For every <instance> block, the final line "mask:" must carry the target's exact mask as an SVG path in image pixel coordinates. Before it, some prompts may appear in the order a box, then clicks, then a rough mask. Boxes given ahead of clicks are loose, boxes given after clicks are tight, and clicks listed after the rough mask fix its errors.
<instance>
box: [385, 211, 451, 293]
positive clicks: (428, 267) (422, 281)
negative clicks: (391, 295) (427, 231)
○ ○ ○ ○ ○
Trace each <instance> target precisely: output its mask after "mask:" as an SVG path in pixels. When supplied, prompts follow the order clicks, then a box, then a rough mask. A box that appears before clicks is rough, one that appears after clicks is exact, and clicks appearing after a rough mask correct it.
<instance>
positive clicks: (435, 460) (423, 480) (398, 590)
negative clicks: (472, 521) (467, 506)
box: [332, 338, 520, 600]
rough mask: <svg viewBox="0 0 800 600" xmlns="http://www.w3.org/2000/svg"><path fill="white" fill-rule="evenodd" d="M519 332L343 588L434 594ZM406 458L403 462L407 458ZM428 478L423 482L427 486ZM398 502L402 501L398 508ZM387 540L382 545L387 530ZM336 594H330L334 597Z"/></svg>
○ ○ ○ ○ ○
Exercise objective |
Within the listing above, give again exactly every line from the line with "Trace each <instance>" through the line with "rough mask: <svg", both included, and no other line.

Answer to this task |
Trace each <instance> target precisely: output its mask after "mask:" as an SVG path in pixels. When supplied, prompts follow the order clicks, then a box, then a rough mask. A box that appears before clicks is rough, one that appears after clicks is exact, and clicks appearing after a rough mask correct it.
<instance>
positive clicks: (435, 460) (423, 480) (398, 590)
negative clicks: (472, 521) (467, 506)
box: [332, 338, 520, 600]
rough mask: <svg viewBox="0 0 800 600" xmlns="http://www.w3.org/2000/svg"><path fill="white" fill-rule="evenodd" d="M519 332L343 588L434 594ZM406 458L403 462L407 458ZM428 478L423 482L427 486ZM398 502L402 501L398 508ZM387 540L382 545L387 530ZM336 594H330L334 597Z"/></svg>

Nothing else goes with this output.